Image point annotation entries
* START *

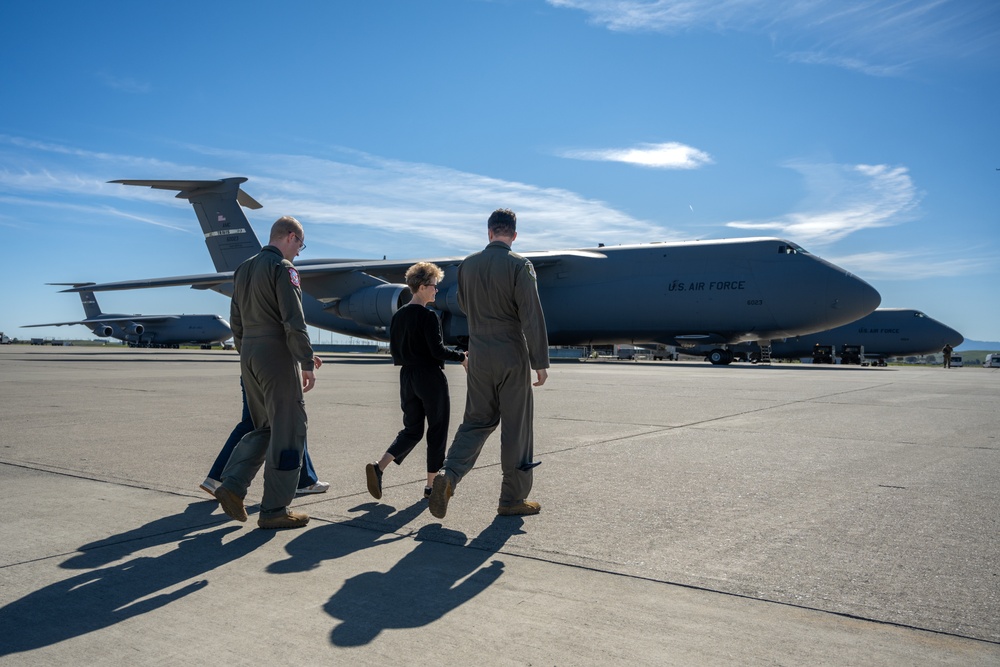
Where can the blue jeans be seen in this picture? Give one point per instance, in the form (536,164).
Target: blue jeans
(307,474)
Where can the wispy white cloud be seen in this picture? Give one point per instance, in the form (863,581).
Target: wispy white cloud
(878,37)
(356,203)
(918,264)
(842,200)
(669,155)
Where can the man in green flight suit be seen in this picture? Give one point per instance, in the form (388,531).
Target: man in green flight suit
(276,361)
(498,292)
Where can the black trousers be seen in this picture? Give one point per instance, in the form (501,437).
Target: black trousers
(423,395)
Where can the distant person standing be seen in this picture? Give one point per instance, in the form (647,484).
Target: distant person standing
(276,363)
(417,347)
(498,292)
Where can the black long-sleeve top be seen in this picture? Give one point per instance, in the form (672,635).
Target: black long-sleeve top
(415,338)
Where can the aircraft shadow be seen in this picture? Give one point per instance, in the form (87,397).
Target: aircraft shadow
(100,598)
(436,577)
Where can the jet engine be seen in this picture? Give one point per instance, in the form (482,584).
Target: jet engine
(373,306)
(448,301)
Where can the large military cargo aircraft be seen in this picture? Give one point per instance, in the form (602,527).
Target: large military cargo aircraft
(146,330)
(712,292)
(887,332)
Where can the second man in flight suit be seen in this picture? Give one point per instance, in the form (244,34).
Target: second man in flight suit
(276,362)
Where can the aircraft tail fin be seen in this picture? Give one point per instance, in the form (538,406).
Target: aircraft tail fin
(228,234)
(90,306)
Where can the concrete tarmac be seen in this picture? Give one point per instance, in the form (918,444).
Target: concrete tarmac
(691,515)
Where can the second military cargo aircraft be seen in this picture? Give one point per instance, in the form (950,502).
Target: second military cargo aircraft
(146,330)
(887,332)
(710,292)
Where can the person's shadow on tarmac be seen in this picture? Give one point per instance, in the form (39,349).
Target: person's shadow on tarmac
(436,577)
(331,541)
(196,516)
(99,598)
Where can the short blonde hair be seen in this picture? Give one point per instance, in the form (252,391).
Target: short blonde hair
(422,273)
(284,226)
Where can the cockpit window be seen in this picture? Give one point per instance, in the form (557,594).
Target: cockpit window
(790,249)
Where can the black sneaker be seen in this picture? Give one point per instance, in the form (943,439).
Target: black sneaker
(374,476)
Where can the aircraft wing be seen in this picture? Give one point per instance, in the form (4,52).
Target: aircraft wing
(201,281)
(149,319)
(50,324)
(335,280)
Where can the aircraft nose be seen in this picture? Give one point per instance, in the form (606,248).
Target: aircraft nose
(855,297)
(953,337)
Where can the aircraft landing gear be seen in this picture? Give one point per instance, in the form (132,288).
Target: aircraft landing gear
(720,357)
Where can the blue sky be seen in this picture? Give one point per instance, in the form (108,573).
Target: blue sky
(867,132)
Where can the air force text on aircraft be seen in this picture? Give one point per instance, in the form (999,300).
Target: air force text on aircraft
(715,286)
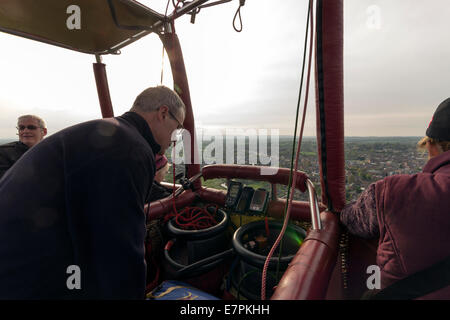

* END *

What the exercise asks –
Count how many lines in the items contain the word "sneaker". Reply with the number alone.

Task answer –
2